→ What you have to do:
Could you quote, exactly as they stand, the lines running from the one with "Consider the photo above. For every instance of the small white" to the final line of the material?

→ Recorded data:
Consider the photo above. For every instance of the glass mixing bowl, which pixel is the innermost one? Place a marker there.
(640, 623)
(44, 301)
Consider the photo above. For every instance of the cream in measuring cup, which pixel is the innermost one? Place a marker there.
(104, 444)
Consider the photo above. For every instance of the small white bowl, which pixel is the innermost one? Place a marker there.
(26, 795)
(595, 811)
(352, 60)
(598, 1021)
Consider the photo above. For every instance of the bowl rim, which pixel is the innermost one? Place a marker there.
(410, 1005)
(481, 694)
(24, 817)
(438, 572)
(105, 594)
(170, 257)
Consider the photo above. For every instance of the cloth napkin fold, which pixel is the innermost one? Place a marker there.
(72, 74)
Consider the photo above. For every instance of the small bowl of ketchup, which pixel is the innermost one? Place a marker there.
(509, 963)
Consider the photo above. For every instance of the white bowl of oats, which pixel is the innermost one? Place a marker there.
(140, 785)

→ Answer to this problem:
Consider the photo above. For every instance of the small white bowl, which pixel is the innermost one? Place a marker there.
(26, 795)
(595, 811)
(352, 60)
(598, 1021)
Consider the photo above. For every instance of the bowl rim, which pixel is the innermost one? Place a marker there.
(410, 1005)
(481, 694)
(24, 817)
(438, 572)
(105, 594)
(170, 257)
Consider the photo above. For every instance of the cloth napkin fold, which pixel is the innermost one? Place a marker there.
(72, 74)
Consider the photo above. For every instance of the small bowl of ketchup, which pixel is the innermost one? Place a marker there.
(509, 963)
Consider the photo above. For every instance of the white bowl of oats, which pixel is the innermost one? Place a marker there.
(140, 785)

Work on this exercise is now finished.